### Problem to work on
Leave out every line before the one containing "Task: place one keypoint on every instance of the woman's hand", and repeat the rest of the material below exactly, that line included.

Content starts

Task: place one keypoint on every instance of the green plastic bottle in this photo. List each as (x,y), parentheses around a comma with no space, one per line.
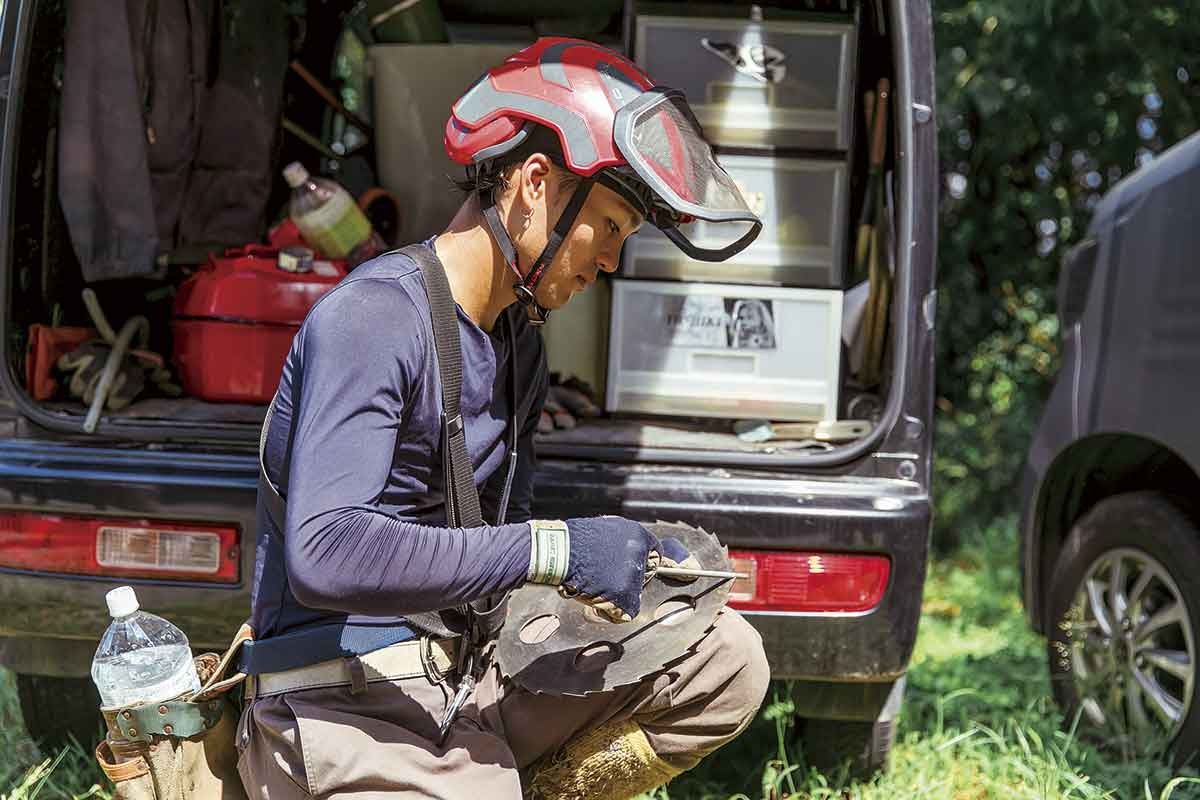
(328,216)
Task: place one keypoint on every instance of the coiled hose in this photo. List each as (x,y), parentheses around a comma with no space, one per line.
(120,347)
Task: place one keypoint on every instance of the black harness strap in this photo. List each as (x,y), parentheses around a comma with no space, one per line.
(483,617)
(462,497)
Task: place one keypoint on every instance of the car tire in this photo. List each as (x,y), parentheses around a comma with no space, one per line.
(59,708)
(1123,605)
(829,744)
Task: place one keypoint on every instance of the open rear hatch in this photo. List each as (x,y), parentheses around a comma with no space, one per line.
(791,354)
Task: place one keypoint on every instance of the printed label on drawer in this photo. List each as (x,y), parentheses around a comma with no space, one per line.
(718,323)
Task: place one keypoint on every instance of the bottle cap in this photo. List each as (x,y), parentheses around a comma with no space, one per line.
(121,601)
(295,174)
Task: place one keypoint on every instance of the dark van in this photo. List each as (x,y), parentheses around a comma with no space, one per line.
(1111,523)
(829,519)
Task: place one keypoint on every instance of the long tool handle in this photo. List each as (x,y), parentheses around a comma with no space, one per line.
(684,572)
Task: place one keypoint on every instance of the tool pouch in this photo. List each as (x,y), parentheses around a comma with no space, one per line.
(183,749)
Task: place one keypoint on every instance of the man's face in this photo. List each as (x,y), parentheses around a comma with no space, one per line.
(593,244)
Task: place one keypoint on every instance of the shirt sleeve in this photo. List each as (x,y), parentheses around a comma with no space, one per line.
(363,347)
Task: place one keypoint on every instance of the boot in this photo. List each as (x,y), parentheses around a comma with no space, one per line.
(613,762)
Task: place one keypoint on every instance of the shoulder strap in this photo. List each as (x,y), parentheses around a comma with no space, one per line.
(462,497)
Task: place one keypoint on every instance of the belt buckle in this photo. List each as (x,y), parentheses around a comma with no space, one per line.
(429,662)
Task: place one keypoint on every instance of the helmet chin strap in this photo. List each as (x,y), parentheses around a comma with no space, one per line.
(527,284)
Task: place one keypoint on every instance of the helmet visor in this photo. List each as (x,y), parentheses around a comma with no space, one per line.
(663,143)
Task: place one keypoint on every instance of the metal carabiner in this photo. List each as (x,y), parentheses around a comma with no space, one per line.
(466,686)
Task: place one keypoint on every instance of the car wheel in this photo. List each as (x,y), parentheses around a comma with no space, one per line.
(59,708)
(1125,605)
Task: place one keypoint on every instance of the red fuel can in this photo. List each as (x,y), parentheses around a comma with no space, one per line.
(234,322)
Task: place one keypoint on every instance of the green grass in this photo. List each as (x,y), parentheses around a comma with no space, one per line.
(977,723)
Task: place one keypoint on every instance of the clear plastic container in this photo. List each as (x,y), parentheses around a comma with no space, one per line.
(142,657)
(329,218)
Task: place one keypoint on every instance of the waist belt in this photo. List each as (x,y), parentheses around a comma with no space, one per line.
(425,656)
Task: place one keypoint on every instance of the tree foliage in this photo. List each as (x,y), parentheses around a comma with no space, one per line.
(1043,106)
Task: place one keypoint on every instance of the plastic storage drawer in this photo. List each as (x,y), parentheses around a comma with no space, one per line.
(702,349)
(803,208)
(783,84)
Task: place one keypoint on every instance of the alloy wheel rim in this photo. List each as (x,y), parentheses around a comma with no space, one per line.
(1134,661)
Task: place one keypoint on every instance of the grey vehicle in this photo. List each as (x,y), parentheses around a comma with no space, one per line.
(814,524)
(1111,529)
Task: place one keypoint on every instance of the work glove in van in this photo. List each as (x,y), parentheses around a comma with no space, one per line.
(601,561)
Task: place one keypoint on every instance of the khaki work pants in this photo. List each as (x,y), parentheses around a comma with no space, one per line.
(382,743)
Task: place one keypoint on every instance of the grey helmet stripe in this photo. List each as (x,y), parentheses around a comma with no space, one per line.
(551,64)
(484,97)
(503,146)
(622,88)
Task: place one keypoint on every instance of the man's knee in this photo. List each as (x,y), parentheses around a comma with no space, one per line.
(742,657)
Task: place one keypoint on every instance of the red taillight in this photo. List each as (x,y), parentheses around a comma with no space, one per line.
(119,548)
(809,582)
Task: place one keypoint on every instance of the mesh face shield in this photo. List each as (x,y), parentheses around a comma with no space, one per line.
(661,140)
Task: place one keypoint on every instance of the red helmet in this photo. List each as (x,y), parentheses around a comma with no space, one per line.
(616,127)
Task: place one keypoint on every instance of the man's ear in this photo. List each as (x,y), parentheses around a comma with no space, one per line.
(534,180)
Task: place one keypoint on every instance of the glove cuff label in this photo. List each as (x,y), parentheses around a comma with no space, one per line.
(550,546)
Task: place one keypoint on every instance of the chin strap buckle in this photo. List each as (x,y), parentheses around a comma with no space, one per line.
(535,312)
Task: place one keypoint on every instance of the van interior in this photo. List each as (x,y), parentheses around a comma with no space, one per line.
(784,349)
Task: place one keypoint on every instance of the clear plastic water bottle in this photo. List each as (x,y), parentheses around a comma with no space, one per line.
(329,218)
(142,657)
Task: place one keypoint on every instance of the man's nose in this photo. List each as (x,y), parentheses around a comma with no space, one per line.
(609,260)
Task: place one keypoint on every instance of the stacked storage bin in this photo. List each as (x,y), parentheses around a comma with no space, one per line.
(760,335)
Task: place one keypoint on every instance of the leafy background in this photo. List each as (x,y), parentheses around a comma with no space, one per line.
(1043,106)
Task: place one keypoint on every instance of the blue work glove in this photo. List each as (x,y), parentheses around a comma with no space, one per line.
(605,564)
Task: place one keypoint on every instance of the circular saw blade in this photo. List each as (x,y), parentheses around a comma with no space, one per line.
(556,645)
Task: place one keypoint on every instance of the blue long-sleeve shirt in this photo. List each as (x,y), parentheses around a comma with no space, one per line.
(354,446)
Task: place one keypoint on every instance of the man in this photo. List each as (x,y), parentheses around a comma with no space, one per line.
(568,151)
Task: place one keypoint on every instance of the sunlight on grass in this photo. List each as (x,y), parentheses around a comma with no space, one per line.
(978,722)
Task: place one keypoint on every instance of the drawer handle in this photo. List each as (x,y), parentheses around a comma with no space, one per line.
(760,61)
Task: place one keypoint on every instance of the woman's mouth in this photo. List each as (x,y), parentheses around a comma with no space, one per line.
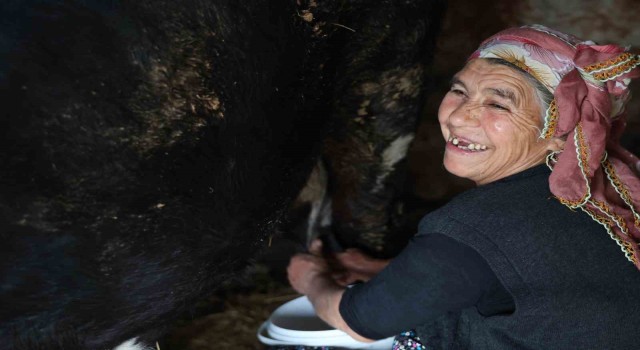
(465,145)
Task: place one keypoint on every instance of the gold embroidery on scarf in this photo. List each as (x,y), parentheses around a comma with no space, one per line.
(583,162)
(608,63)
(518,61)
(627,248)
(621,189)
(550,120)
(620,65)
(617,219)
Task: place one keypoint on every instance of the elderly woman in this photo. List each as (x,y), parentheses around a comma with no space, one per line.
(543,253)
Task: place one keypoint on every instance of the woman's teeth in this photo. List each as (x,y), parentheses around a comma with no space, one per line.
(469,147)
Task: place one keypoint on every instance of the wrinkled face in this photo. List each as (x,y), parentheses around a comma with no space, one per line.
(490,119)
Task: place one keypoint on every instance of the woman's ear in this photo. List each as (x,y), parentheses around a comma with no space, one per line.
(555,144)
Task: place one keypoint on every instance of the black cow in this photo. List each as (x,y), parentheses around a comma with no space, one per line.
(149,147)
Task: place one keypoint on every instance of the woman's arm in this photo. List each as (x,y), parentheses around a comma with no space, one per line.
(310,275)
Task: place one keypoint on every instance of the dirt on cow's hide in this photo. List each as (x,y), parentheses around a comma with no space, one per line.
(230,318)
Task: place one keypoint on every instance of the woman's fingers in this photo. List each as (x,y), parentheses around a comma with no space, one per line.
(304,269)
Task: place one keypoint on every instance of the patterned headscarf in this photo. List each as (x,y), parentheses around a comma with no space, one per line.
(589,83)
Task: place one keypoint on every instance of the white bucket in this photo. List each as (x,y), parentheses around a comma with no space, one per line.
(296,323)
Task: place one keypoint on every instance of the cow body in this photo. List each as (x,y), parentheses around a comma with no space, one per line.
(149,147)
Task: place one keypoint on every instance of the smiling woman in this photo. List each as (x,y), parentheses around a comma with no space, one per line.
(534,119)
(490,119)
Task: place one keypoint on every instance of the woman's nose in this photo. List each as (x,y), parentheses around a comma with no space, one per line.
(466,115)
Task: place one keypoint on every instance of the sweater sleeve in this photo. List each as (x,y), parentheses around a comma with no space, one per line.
(433,275)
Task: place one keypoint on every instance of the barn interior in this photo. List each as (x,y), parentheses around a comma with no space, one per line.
(230,319)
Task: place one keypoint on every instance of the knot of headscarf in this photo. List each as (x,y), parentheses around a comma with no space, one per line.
(589,83)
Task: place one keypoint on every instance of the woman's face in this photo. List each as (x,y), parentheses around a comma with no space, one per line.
(490,119)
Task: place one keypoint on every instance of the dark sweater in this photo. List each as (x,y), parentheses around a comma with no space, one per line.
(573,288)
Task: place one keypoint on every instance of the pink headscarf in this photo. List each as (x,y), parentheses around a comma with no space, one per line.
(589,83)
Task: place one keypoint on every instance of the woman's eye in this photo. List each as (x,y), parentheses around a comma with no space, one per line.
(456,91)
(498,106)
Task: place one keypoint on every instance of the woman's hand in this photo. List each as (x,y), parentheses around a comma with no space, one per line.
(310,274)
(355,266)
(307,270)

Content ends

### Response area
Task: place one keypoint on every instance of the woman's hand in this photo. List each as (x,y), parentheses around a comma with no space, one per line.
(310,274)
(355,266)
(307,270)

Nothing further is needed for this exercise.